Report every line in the listing below that contains the word "wood", copying each such line in full.

>>>>>

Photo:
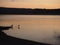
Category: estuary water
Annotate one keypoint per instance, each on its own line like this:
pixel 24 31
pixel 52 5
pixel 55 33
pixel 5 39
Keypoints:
pixel 39 28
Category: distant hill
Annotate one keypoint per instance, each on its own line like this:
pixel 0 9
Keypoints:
pixel 28 11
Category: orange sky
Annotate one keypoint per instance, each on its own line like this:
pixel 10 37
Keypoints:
pixel 31 4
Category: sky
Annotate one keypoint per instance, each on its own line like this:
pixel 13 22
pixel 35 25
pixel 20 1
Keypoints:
pixel 30 3
pixel 33 27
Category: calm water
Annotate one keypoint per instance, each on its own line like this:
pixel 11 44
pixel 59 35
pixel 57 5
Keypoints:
pixel 38 28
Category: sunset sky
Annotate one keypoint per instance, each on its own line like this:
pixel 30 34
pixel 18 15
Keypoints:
pixel 30 3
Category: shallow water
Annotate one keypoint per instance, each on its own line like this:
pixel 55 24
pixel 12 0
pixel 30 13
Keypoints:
pixel 38 28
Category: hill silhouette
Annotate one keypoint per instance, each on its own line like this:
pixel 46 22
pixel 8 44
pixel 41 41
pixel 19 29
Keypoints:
pixel 28 11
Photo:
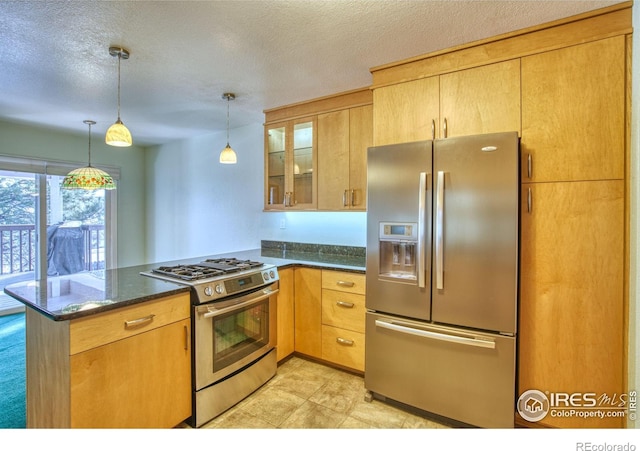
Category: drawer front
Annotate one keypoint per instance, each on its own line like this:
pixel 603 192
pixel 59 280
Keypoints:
pixel 343 281
pixel 343 347
pixel 90 332
pixel 344 310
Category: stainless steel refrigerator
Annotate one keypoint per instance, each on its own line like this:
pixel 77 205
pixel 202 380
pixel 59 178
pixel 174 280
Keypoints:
pixel 442 276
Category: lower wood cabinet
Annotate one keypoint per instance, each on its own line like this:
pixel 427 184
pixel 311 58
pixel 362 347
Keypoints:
pixel 330 315
pixel 286 314
pixel 129 368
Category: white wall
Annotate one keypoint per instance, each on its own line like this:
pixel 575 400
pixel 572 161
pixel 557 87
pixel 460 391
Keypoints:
pixel 197 206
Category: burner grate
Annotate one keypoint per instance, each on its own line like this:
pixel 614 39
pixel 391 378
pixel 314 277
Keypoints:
pixel 188 272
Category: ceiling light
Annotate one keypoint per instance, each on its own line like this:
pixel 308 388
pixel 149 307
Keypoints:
pixel 88 177
pixel 118 135
pixel 228 155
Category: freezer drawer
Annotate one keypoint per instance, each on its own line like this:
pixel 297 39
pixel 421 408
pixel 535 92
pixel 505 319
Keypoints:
pixel 469 377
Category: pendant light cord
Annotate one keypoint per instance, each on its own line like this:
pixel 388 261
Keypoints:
pixel 89 124
pixel 228 99
pixel 119 58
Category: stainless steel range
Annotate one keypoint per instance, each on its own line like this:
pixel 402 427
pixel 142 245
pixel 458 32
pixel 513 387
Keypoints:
pixel 233 325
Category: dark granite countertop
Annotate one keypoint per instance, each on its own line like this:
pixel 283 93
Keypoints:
pixel 83 294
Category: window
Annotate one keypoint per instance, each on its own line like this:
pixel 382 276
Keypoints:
pixel 78 226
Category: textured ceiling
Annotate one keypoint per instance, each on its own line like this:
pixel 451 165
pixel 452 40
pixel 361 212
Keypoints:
pixel 55 67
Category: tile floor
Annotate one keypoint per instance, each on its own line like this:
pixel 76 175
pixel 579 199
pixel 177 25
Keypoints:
pixel 309 395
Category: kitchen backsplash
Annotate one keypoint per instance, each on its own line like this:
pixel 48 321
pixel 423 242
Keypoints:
pixel 343 255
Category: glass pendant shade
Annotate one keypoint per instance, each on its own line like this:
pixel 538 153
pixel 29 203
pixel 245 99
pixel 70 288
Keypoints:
pixel 118 135
pixel 228 155
pixel 88 178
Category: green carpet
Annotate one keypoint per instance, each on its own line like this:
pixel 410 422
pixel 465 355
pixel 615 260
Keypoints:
pixel 13 399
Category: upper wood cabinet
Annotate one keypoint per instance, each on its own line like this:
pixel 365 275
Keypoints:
pixel 571 329
pixel 406 112
pixel 481 100
pixel 290 164
pixel 484 99
pixel 573 112
pixel 343 139
pixel 315 153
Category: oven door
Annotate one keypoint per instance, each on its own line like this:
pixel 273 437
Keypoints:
pixel 231 334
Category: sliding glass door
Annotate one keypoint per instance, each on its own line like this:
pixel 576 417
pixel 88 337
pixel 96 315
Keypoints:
pixel 46 231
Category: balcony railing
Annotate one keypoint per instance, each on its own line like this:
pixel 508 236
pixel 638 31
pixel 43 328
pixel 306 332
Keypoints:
pixel 18 248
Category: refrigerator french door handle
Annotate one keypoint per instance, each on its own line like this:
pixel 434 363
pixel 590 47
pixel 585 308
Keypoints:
pixel 469 341
pixel 439 235
pixel 422 206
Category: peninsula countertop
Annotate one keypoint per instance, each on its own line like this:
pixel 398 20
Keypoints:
pixel 68 297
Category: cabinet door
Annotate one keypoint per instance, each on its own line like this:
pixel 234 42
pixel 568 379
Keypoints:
pixel 333 160
pixel 275 144
pixel 573 112
pixel 360 139
pixel 308 311
pixel 303 170
pixel 571 292
pixel 140 382
pixel 481 100
pixel 406 112
pixel 285 323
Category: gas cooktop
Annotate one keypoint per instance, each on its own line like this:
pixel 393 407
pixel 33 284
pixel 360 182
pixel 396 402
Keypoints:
pixel 214 279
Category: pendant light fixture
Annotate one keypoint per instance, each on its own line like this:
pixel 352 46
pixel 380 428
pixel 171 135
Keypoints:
pixel 228 155
pixel 118 135
pixel 88 177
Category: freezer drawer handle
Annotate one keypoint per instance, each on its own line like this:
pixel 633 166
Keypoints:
pixel 437 336
pixel 344 341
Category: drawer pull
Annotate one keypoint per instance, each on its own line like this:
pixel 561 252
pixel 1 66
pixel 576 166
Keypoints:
pixel 138 322
pixel 344 341
pixel 343 283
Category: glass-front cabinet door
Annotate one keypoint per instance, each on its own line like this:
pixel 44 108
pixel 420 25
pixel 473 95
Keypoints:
pixel 290 164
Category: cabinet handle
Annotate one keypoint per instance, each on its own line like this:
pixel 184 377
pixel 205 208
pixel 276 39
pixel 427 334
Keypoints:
pixel 342 283
pixel 344 341
pixel 131 324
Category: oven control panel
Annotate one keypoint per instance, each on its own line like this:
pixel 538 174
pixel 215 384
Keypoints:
pixel 239 283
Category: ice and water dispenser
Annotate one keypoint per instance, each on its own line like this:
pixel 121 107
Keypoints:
pixel 399 251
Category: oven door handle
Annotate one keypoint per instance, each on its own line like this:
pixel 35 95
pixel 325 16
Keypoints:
pixel 243 302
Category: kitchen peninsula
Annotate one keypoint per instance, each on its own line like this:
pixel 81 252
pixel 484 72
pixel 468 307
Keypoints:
pixel 85 370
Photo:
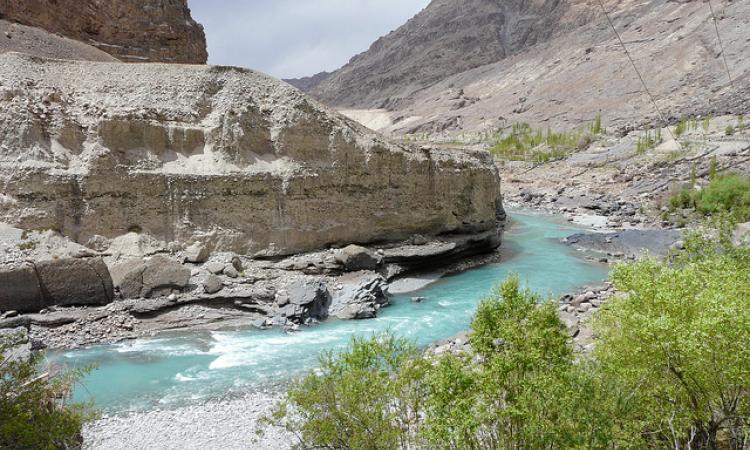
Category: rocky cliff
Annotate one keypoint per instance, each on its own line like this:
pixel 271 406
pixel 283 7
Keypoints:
pixel 225 156
pixel 131 30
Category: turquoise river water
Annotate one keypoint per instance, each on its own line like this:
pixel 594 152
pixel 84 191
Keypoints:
pixel 177 369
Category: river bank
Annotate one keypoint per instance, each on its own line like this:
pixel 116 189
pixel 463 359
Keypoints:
pixel 154 386
pixel 226 424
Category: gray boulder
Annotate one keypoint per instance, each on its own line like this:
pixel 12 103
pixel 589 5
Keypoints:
pixel 69 281
pixel 215 267
pixel 18 341
pixel 127 277
pixel 196 253
pixel 19 289
pixel 212 284
pixel 163 275
pixel 303 300
pixel 361 298
pixel 355 257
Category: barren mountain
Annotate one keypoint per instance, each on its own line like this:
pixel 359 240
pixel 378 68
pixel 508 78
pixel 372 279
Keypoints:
pixel 39 42
pixel 130 30
pixel 446 38
pixel 483 64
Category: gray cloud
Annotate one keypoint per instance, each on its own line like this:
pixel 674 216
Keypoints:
pixel 294 38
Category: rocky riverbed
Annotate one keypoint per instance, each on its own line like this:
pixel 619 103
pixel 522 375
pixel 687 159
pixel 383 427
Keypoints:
pixel 225 424
pixel 142 286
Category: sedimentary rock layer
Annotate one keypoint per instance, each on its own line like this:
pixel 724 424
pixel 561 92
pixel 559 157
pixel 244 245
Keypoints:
pixel 131 30
pixel 220 155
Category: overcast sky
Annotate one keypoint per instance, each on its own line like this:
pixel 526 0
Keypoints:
pixel 295 38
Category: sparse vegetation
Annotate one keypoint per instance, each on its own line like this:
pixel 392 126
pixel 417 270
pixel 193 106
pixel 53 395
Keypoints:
pixel 648 141
pixel 682 127
pixel 724 194
pixel 33 409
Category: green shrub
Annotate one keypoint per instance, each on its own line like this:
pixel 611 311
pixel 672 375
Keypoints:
pixel 682 127
pixel 669 370
pixel 678 341
pixel 729 193
pixel 724 194
pixel 525 143
pixel 363 398
pixel 648 141
pixel 33 413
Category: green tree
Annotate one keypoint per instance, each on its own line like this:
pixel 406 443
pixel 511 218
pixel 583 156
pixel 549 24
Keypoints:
pixel 678 341
pixel 367 397
pixel 33 412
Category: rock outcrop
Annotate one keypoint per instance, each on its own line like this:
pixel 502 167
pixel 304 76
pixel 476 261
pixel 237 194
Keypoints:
pixel 130 30
pixel 29 287
pixel 38 42
pixel 227 157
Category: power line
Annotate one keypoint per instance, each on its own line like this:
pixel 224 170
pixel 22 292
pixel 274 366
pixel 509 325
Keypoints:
pixel 721 45
pixel 640 77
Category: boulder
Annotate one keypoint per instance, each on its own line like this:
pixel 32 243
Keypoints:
pixel 215 267
pixel 127 277
pixel 155 277
pixel 304 300
pixel 231 271
pixel 361 298
pixel 212 284
pixel 163 275
pixel 19 344
pixel 196 253
pixel 355 257
pixel 19 289
pixel 70 281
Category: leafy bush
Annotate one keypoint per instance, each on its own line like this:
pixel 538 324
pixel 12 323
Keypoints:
pixel 682 127
pixel 648 141
pixel 33 413
pixel 524 143
pixel 364 398
pixel 678 341
pixel 724 194
pixel 669 370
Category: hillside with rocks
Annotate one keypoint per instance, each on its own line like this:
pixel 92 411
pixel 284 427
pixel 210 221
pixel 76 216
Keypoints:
pixel 218 194
pixel 132 31
pixel 553 64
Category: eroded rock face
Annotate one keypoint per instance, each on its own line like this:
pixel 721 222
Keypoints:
pixel 29 287
pixel 227 157
pixel 131 30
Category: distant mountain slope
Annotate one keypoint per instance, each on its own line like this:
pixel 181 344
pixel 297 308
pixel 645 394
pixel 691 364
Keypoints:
pixel 577 75
pixel 39 42
pixel 483 64
pixel 445 38
pixel 308 83
pixel 129 30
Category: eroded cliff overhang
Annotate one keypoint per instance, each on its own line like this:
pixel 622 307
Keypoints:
pixel 223 155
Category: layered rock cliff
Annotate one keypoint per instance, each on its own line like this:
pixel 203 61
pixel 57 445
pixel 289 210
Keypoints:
pixel 225 156
pixel 131 30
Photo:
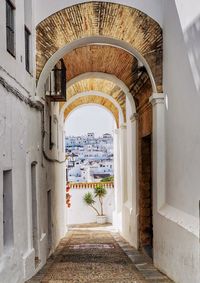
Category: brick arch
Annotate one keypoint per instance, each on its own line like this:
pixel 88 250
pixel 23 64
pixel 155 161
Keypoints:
pixel 101 19
pixel 99 85
pixel 96 100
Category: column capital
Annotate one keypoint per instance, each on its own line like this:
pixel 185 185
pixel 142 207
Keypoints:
pixel 157 98
pixel 134 117
pixel 123 126
pixel 116 131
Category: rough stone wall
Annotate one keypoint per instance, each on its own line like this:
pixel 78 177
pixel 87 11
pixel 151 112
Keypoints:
pixel 142 92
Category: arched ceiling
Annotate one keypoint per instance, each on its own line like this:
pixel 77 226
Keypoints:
pixel 100 85
pixel 101 19
pixel 105 59
pixel 91 99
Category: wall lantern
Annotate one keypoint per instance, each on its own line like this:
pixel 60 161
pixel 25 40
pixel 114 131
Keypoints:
pixel 56 84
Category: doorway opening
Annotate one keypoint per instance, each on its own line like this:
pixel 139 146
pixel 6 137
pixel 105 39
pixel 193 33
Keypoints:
pixel 7 210
pixel 34 212
pixel 90 165
pixel 145 199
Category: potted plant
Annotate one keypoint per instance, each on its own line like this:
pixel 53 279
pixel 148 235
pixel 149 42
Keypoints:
pixel 89 199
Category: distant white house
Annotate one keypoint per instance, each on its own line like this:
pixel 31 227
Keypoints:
pixel 89 159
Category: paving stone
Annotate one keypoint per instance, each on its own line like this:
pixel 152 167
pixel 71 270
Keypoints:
pixel 96 257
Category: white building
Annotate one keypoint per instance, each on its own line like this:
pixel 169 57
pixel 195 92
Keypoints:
pixel 161 40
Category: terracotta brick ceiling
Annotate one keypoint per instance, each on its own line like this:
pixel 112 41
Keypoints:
pixel 101 19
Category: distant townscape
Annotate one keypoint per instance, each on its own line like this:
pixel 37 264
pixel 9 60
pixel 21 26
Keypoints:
pixel 90 159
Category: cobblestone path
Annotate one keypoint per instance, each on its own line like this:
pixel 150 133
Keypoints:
pixel 97 256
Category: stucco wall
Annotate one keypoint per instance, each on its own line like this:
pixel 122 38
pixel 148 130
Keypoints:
pixel 176 235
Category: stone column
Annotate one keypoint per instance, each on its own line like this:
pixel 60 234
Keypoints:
pixel 158 107
pixel 133 193
pixel 117 182
pixel 123 171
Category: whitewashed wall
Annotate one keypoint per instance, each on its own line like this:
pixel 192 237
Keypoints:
pixel 176 226
pixel 80 213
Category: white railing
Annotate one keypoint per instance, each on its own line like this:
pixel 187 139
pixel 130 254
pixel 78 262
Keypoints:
pixel 91 185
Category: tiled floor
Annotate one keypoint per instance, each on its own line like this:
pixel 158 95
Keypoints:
pixel 92 255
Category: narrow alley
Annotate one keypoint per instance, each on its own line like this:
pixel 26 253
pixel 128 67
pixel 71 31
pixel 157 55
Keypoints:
pixel 97 255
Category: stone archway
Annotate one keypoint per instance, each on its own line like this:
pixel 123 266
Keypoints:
pixel 80 28
pixel 98 21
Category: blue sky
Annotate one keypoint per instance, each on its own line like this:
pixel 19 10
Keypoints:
pixel 89 119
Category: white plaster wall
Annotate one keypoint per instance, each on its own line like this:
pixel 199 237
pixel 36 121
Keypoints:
pixel 21 145
pixel 80 213
pixel 16 66
pixel 45 8
pixel 176 226
pixel 129 212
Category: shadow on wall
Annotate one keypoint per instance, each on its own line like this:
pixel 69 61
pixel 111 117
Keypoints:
pixel 192 40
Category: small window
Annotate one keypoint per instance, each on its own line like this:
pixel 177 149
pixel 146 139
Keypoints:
pixel 10 28
pixel 27 48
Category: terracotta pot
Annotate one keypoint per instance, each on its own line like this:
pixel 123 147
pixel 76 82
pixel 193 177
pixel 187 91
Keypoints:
pixel 101 219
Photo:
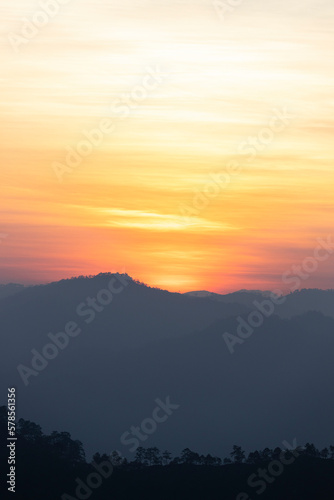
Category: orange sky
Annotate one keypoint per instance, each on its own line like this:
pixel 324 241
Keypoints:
pixel 144 199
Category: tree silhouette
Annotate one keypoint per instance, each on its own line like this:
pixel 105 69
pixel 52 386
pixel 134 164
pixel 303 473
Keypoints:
pixel 238 455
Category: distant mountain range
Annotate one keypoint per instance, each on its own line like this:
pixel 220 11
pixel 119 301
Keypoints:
pixel 135 345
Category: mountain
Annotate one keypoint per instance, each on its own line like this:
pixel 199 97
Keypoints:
pixel 10 289
pixel 151 348
pixel 297 302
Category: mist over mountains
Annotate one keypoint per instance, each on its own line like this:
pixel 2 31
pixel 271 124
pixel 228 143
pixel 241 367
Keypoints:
pixel 128 348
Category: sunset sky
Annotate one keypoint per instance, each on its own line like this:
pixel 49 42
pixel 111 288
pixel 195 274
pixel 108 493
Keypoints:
pixel 144 200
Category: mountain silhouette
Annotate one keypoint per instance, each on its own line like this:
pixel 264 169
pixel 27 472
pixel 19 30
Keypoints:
pixel 150 344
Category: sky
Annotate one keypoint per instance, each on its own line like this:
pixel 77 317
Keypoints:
pixel 187 143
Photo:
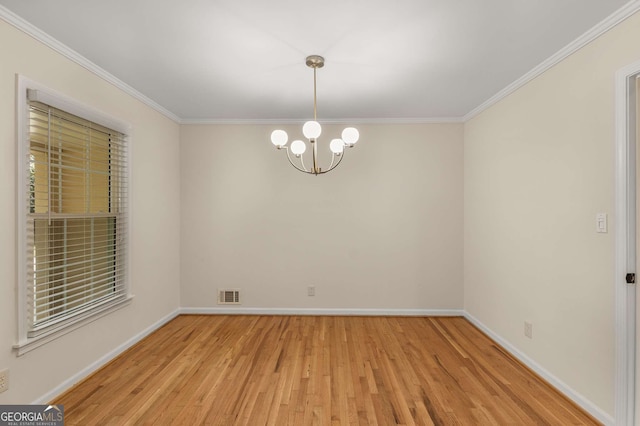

<<<<<

SOLUTION:
Category: lower wood cabinet
Category: upper wood cabinet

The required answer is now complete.